> **TASK OBJECTIVE**
The data below should be copied out exactly, with its pictures omitted.

> **INFORMATION GIVEN**
────────────────

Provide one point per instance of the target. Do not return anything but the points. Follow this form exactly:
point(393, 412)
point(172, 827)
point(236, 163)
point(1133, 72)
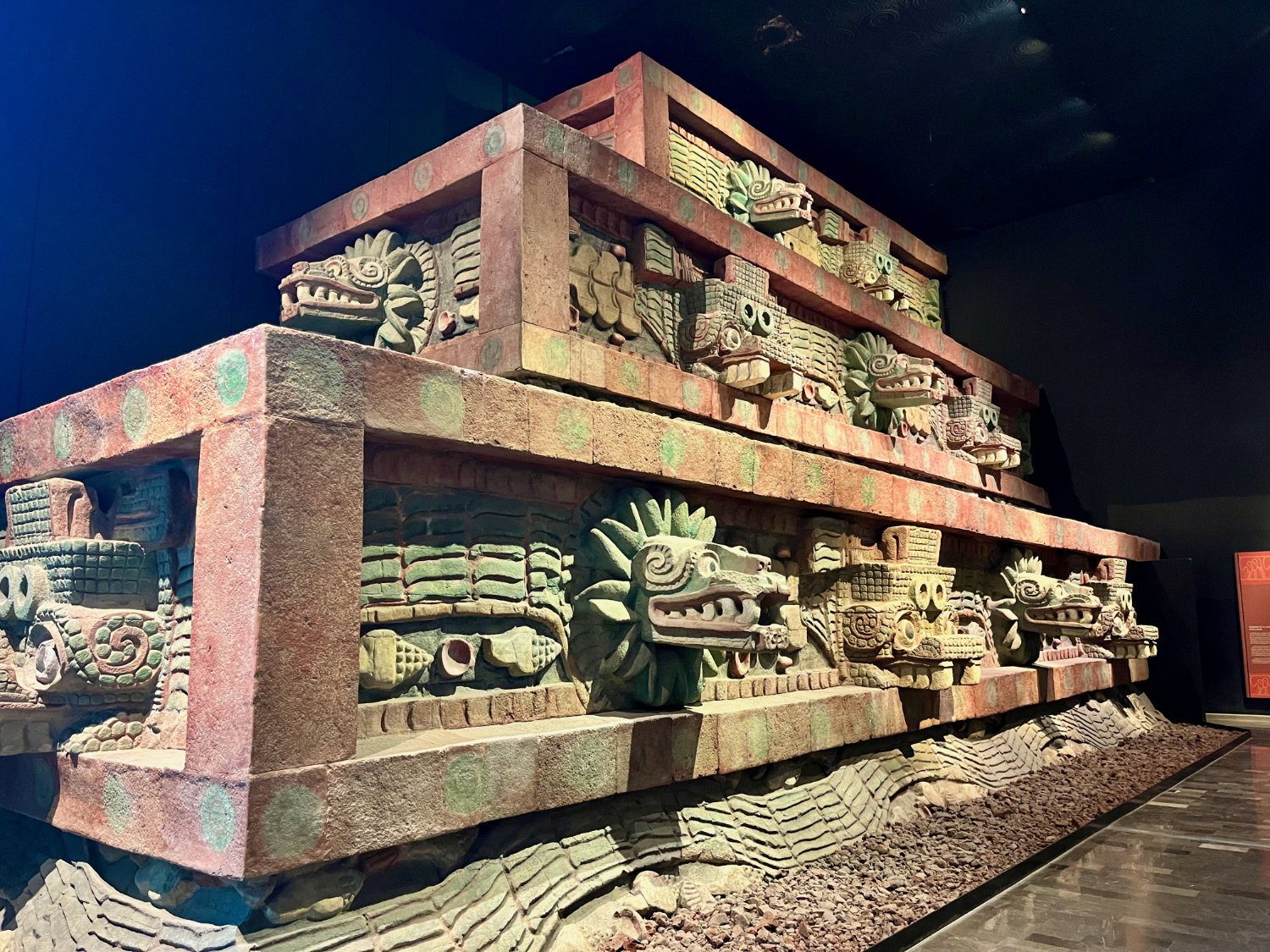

────────────────

> **SOLUTION**
Provide one point per instance of the target. Do not return anything but the points. Follow this form exactly:
point(393, 412)
point(172, 827)
point(236, 163)
point(1133, 72)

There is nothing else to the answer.